(ASSIGNMENT) Copy out the records so that each line matches the original.

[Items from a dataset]
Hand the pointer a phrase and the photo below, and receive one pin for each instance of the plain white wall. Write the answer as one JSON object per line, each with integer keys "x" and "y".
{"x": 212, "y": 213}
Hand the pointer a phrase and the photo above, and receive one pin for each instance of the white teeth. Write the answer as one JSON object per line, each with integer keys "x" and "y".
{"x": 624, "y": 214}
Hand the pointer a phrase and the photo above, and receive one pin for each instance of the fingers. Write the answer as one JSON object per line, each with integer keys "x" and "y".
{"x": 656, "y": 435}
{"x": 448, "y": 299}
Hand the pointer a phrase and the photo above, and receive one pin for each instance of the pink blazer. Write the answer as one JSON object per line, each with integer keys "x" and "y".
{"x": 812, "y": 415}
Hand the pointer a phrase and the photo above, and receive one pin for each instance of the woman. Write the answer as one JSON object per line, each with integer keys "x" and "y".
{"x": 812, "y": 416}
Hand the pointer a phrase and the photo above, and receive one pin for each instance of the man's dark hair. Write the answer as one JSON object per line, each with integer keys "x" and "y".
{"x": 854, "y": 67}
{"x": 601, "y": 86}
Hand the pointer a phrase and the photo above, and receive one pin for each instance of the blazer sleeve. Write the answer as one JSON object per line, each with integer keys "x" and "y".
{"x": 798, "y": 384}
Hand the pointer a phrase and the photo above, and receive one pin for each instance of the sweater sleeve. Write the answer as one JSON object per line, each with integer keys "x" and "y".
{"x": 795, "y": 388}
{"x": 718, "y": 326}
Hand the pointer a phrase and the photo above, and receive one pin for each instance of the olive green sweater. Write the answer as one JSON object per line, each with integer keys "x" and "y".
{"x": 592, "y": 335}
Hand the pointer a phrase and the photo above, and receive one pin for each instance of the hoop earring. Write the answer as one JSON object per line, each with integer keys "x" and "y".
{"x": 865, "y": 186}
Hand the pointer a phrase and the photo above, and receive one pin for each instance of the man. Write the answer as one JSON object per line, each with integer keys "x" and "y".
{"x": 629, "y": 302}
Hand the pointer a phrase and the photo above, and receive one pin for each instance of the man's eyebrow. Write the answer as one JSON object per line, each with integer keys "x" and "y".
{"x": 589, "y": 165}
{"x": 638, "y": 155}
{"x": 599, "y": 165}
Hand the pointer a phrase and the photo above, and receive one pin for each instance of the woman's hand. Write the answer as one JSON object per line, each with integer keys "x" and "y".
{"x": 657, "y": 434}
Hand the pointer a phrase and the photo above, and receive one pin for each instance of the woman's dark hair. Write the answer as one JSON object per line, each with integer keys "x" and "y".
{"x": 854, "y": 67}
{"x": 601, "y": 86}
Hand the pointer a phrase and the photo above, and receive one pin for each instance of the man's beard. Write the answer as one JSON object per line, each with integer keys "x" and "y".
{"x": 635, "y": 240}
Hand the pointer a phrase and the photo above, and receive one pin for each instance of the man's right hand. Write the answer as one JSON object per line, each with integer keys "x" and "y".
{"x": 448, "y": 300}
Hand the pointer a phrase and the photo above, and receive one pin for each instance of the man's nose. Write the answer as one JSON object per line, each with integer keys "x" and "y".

(FINISHED EXERCISE)
Hand the pointer a phrase and the photo below, and receive one pin for each instance of the plain white wall. Write the answer as one JSON object per line, each with integer keys "x" and "y".
{"x": 212, "y": 213}
Hand the pointer a phrase and the photo above, and receive one pin for each instance of the white teeth. Write the answer as one JSON object per line, each with integer keys "x" and "y".
{"x": 624, "y": 214}
Hand the pointer a phrase and the photo above, and receive one pin for each instance of the fingers. Write the answer as one JSON object per line, each with integer keys "x" and "y".
{"x": 656, "y": 435}
{"x": 448, "y": 299}
Hand the pointer a phrase and the photo above, and receive one pin for each instance of the pink blazer. Write the answer as one JSON object per line, each with integer keys "x" and "y".
{"x": 812, "y": 415}
Hand the pointer a phrase and the photo above, and receive one pin for each instance of the woman. Write the answer as one JSON object per line, each with integer keys "x" and "y".
{"x": 812, "y": 416}
Hand the pointer a phrase and the photo above, and receive one pin for each instance of the man's dark hair. Write the answer as one JSON object per line, each with integer keys "x" and "y".
{"x": 854, "y": 67}
{"x": 601, "y": 86}
Hand the pointer a phrase and the photo above, and receive one pin for each instance of the blazer sleeve. Write the answer as one JSON object per line, each with integer keys "x" and "y".
{"x": 798, "y": 384}
Hand the pointer a phrase and the photo above, and receive one pin for each instance of the sweater sleeve. Write the answer as one JSON object per line, each with integer keys "x" and "y".
{"x": 795, "y": 388}
{"x": 718, "y": 326}
Hand the pointer a phrase and the photo above, and receive one pin for each instance of the olive green sweater. Write the answer as one JSON object per line, each with integer keys "x" and "y".
{"x": 592, "y": 335}
Hand the pointer a phrase and the photo above, and receive one pin for each instance of the hoop earring. Write the answer as one JSON object per line, each with integer keys "x" and "y".
{"x": 865, "y": 186}
Hand the pointer a phrase and the photo above, and receive one pin for each instance of the man. Write the answer as one JSON object per line, each with integer keys "x" and "y".
{"x": 629, "y": 302}
Hand the pointer a phrase and the photo above, and receive one pin for each instance of the man's eyebrow. Write the answer as one JSON object per line, each with integer keys "x" and "y".
{"x": 589, "y": 165}
{"x": 638, "y": 155}
{"x": 599, "y": 165}
Hand the pointer a phrase and the photo above, and receive one pin for each instance of the woman's hand. Write the answer as one JSON object per line, each with integer keys "x" and "y".
{"x": 657, "y": 434}
Hand the pointer a phrase and the photo above, and receive one pin for each instance of the woman's dark hair. Write the answer as one JSON object per line, each with integer keys "x" and "y".
{"x": 854, "y": 67}
{"x": 601, "y": 86}
Hand the pointer a phrase and the photo above, and receive one pin for each instance of the man's beard. Write the answer as one JSON object per line, each with integer keys "x" and "y".
{"x": 635, "y": 240}
Hand the pointer a phrase and the photo above, and receive one pin for each instance of the man's right hand. Write the answer as one JSON object per line, each with integer keys "x" and "y".
{"x": 448, "y": 300}
Hand the pointer a phrase and the photo above, and receive one pin for each instance of the man's nose. Write the answer as one JSON object per line, each with integer keys "x" and "y".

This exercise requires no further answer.